▸ **Task to complete**: Give back every record exactly as written.

▸ **Data for the task**:

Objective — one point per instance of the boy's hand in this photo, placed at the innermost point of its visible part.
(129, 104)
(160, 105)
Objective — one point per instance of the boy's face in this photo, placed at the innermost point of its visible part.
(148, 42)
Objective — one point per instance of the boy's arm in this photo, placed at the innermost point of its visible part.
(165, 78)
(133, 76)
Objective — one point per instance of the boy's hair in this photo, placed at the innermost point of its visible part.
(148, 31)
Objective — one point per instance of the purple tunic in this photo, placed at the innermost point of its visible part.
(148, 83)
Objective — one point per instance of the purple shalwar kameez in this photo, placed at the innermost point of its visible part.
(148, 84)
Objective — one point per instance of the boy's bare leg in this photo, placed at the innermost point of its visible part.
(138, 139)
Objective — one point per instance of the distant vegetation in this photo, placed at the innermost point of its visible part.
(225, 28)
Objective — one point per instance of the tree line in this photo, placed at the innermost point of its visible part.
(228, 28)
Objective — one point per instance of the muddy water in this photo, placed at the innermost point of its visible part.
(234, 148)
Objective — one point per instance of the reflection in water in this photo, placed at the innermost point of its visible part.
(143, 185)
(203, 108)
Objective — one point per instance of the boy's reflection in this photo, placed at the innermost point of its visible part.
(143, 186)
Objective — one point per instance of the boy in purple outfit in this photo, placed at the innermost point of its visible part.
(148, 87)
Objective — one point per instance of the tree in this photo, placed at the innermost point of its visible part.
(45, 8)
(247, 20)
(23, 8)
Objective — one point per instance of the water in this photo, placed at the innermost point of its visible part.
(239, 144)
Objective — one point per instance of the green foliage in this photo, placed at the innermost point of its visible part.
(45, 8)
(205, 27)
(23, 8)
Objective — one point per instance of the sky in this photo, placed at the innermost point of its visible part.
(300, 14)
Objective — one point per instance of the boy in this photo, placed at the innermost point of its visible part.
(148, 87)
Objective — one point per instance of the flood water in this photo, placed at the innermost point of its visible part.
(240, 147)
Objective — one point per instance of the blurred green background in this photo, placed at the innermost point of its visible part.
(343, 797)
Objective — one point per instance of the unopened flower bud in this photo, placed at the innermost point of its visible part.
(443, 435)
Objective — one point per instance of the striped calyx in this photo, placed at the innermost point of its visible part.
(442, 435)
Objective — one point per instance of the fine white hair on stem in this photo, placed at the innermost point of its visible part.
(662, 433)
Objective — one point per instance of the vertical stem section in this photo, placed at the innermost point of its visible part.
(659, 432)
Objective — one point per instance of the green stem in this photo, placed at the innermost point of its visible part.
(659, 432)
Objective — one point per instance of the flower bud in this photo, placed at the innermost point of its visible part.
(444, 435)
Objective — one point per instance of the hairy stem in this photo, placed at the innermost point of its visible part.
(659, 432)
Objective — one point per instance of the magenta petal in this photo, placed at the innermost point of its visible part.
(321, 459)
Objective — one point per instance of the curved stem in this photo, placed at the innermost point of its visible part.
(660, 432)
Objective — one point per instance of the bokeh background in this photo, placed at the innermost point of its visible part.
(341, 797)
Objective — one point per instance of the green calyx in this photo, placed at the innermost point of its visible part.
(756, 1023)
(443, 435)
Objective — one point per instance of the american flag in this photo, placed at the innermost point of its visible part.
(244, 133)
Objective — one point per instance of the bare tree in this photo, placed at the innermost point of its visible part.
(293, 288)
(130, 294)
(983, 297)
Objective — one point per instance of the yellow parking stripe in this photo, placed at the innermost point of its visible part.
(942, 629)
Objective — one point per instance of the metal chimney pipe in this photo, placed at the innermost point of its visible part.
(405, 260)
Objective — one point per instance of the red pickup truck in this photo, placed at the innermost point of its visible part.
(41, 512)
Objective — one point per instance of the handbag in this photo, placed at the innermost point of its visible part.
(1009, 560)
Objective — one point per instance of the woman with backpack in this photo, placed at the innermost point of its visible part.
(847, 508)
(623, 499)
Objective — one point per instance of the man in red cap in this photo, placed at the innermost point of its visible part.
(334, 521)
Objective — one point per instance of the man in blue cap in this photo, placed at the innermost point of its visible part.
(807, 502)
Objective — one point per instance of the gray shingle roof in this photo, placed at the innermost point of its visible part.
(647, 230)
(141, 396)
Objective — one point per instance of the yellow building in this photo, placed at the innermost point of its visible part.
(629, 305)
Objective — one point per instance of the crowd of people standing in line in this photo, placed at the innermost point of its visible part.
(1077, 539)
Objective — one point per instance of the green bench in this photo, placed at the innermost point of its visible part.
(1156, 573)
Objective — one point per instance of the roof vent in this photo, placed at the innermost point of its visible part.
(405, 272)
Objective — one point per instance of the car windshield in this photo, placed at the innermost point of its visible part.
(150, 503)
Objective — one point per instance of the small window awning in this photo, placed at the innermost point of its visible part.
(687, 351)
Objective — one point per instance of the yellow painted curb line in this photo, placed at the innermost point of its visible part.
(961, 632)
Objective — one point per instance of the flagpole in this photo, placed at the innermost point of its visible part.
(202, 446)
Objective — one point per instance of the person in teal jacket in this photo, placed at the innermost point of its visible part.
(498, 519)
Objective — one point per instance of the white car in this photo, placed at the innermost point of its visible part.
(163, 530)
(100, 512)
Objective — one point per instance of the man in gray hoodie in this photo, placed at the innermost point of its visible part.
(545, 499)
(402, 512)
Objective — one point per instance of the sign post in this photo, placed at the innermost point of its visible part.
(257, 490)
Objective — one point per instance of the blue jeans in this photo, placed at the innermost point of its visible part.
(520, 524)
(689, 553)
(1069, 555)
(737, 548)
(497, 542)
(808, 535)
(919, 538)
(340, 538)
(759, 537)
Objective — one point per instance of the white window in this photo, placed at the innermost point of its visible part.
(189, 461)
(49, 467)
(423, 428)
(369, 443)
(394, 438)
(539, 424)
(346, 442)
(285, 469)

▸ **Answer area**:
Objective — one point per instance of the boy's hand in this photo, placed at the innermost point of its visible part.
(129, 104)
(160, 105)
Objective — one point per instance of the boy's face in this photo, placed at the innermost point of its visible part.
(148, 42)
Objective — one point per instance of the boy's arm in this photo, placed at the innermost point of its visible part.
(165, 78)
(133, 76)
Objective — one point per instance of the boy's hair in this photo, placed at the innermost point of its visible part.
(148, 31)
Objective — one point per instance of the purple tunic in this photo, placed at the innermost point of its visible part.
(148, 83)
Objective — one point per instance of the purple shalwar kameez in this photo, placed at the innermost point of its visible part.
(148, 84)
Objective — one point per instance of the boy's bare leg in this photo, placed at the innermost point of its visible part.
(138, 139)
Objective — one point per instance of the distant vegetation in this photo, placed at the innermost point of its visible part.
(225, 28)
Objective — one point per instance of the tree line in this photo, placed at the innermost point of its visible part.
(228, 28)
Objective — one point per instance of the muddy water in this photo, placed at the innermost point of its visible part.
(234, 148)
Objective — one point per instance of the reflection in water in this photo, placed at the innermost point of its visible part.
(143, 185)
(203, 108)
Objective — one point per instance of the boy's reflection in this photo, placed at the innermost point of its visible part.
(143, 186)
Objective — one point per instance of the boy in purple outfit in this photo, placed at the innermost point of its visible part.
(148, 87)
Objective — one point per instance of the tree in this photo, placed at the innermost point of its visible part.
(45, 8)
(247, 20)
(23, 8)
Objective — one point per instance of the water in this photo, placed at the innermost point of its visible part.
(239, 144)
Objective — one point per instance of the green foliage in this photo, placed at the innermost point of its visible part.
(45, 8)
(205, 27)
(23, 8)
Objective — one point per instance of the sky in this photo, placed at the innermost point of its visible part.
(300, 14)
Objective — one point per instance of the boy in this photo, placed at the innermost point of its visible part.
(148, 87)
Objective — one point per instance of the flood water in this photo, placed at the innermost point of its visible part.
(240, 147)
Objective — one point per instance of the blurred green background in this photo, placed at the innermost point of its visible part.
(343, 797)
Objective — one point per instance of the unopened flower bud in this photo, placed at the innermost point of its visible part.
(443, 435)
Objective — one point per instance of the striped calyx in this photo, placed at the innermost point of its visible part.
(442, 435)
Objective — one point per instance of the fine white hair on stem in this photo, placed at the innermost point of its visible part.
(662, 433)
Objective — one point per instance of the vertical stem section in this photo, placed at the innermost point of its visible part.
(659, 432)
Objective — one point per instance of the green stem in this photo, placed at the innermost point of its visible part.
(659, 432)
Objective — one point per instance of the flower bud in this photo, placed at the innermost point of its visible part.
(444, 435)
Objective — one point per instance of the hairy stem in this photo, placed at the innermost point of its visible part.
(659, 432)
Objective — one point per instance of the magenta petal in this photo, placed at the innermost point of its visible part.
(321, 459)
Objective — one point per instance of the curved stem in this photo, placed at the innermost point of its visible part.
(660, 432)
Objective — one point per instance of the bokeh background in this photo, placed at the innermost point of its visible part.
(341, 797)
Objective — one point per instance of the green calyx in this photo, placed at the innermost point of its visible part.
(756, 1023)
(443, 435)
Objective — one point per instance of the american flag in this photo, placed at the innermost point of its visible part.
(244, 133)
Objective — one point per instance of the bare tree in this photo, placed at the innermost point of its visible part.
(293, 288)
(130, 294)
(983, 297)
Objective — one point per instance of the yellow parking stripe in this photo, placed at the innermost point of its visible part.
(942, 629)
Objective — one point per instance of the metal chimney pipe in this photo, placed at the innermost point of its visible part.
(405, 260)
Objective — one point per instance of the red pickup truck in this photo, placed at the innermost point of its visible part.
(41, 512)
Objective — one point per instance of the handbag in this photo, placed at the innermost point of its visible part.
(1009, 560)
Objective — one point per instance of the woman with backpack in this photo, placed at the innermost point of its visible part.
(847, 508)
(623, 499)
Objective — one point per instance of the man in red cap in this photo, placed at the innermost point of its visible part.
(334, 521)
Objective — one point per instance of the man in blue cap in this photo, placed at the innermost point of its visible part.
(807, 502)
Objective — one point per instance of the gray shingle roof in this photo, placed at the innermost point of its visible part.
(647, 230)
(141, 396)
Objective — one point per instance of the yellow building in this photo, placed at the innermost point of its visible part.
(629, 305)
Objective — one point per instance of the crowd of people standing in line in this photo, placed at the innermost point of its visible part.
(1077, 539)
Objective — one point per instance of the green bench in this photo, placed at the innermost point of its visible part.
(1156, 573)
Objective — one point per instance of the roof vent in this photo, placed at the innermost point of its visible part.
(405, 272)
Objective — one point per instance of the car windshield in this photo, placed at the innermost point of its visible part.
(150, 503)
Objective — one point per instance of the small window awning in this photo, placed at the innermost point of its visible part.
(687, 351)
Objective — one point per instance of the yellow painted curb line in this photo, placed at the innermost point of its visible part.
(961, 632)
Objective — one point per instance of the flagpole in this photo, placed at the innermost point of its visible part.
(202, 446)
Objective — one point per instance of the person in teal jacket in this photo, placed at the innermost point of its visible part.
(498, 519)
Objective — one point per instance of the white car in this photo, placed at the innermost point of its visible part.
(163, 530)
(100, 512)
Objective — one point per instance of the man in gray hoodie in this photo, placed at the innermost point of its visible part.
(545, 499)
(402, 512)
Objective — one point per instance of the sign post in this photo, placed at the innermost point of its visible part.
(257, 490)
Objective — one point per instance of the blue jeans in this photo, placed at the innermost point of its visible part.
(520, 524)
(689, 553)
(1069, 555)
(737, 548)
(497, 542)
(808, 535)
(919, 538)
(340, 538)
(759, 537)
Objective — one point per instance of the white window in this photo, placed at the innermost point of its visible part.
(189, 461)
(49, 467)
(423, 428)
(369, 443)
(394, 438)
(539, 424)
(346, 442)
(285, 469)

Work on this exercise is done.